▶ [Task directions]:
Using the Christmas news story, answer the three questions below and number your answers to match.
1. How old is Peter Deng?
2. For about how many of the city's needy did the Midnight Mission in Los Angeles hold its Christmas dinner and toy giveaway?
3. What does the barber in Chandler, Ariz., cut into customers' hair for free?

▶ [Text shown]:
--------

Season of good cheer across the country |

Season of good cheer across the country

For Peter Deng and Clement Garang, Christmas this year had an extra special element: snow.

The teen-age refugees from Sudan, two of 3,600 the U.S. State Department hopes to settle in America within a year, say they’re fascinated by the almost mythical wet, white stuff.

”It’s wonderful,” said Deng, 17, flashing a grin. ”In Africa, we’ve only seen it on top of mountains or in storybooks.”

”You would think these boys were born right here,” said Valerie Smiley, their foster mother in Lansing, Mich.

Across the country, Christmas Day was celebrated with memories, traditions and acts of kindness.

In Los Angeles, celebrities lent a hand at the Midnight Mission Christmas dinner and toy giveaway for about 2,500 of the city’s needy.

”I don’t think Christmas is necessarily about things. It’s about being good to one another, it’s about the Christian ethic, it’s about kindness,” said actress Carrie Fisher, who was joined by her mother, Debbie Reynolds, and Dick Van Dyke.

Mike DeRosa, whose family owns 18 Burger King restaurants in the Eau Claire, Wis., area, served breakfast to several hundred people at one location.

”Whether you got money in your pocket or don’t is irrelevant to us. Nobody should be alone on Christmas,” DeRosa said.

The Roeder family of Tampa, Fla., visited the intensive care unit at Tampa General Hospital where they delivered gifts and treats to children as part of ”Bubbie’s Buddies,” named for their 9-year-old son.

Three years ago, doctors found a baseball-sized tumor on Bubbie Roeder’s brain stem and the first of many surgeries was scheduled for the day after Christmas. The tumor turned out to be benign. Today, Bubbie is back at school in third-grade.

”I told my mom, ‘We’ve got to go back and see these babies.’ So come Christmas Eve, that’s where we were,” Bubbie said.

At New York’s Grand Central Terminal, about 60 people gathered with candles in the train station’s cavernous waiting room for an annual commemoration service for a homeless woman who died in 1985. A group of formerly homeless men sang Christmas carols in honor of ”Mama Doe,” 61, who had been found dead on a bench in the station.

In Chandler, Ariz., a barber annually marks the holiday in his own distinctive way: he cuts Christmas trees into his customer’s hair for free.

--------

▶ [Data extract]:
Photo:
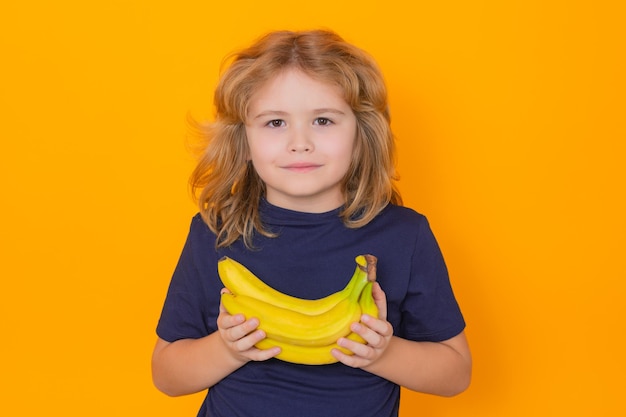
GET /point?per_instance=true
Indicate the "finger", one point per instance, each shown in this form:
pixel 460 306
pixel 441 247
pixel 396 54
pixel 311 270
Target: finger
pixel 379 326
pixel 371 337
pixel 380 299
pixel 223 291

--------

▶ [Answer to the problem]:
1. 17
2. About 2,500
3. Christmas trees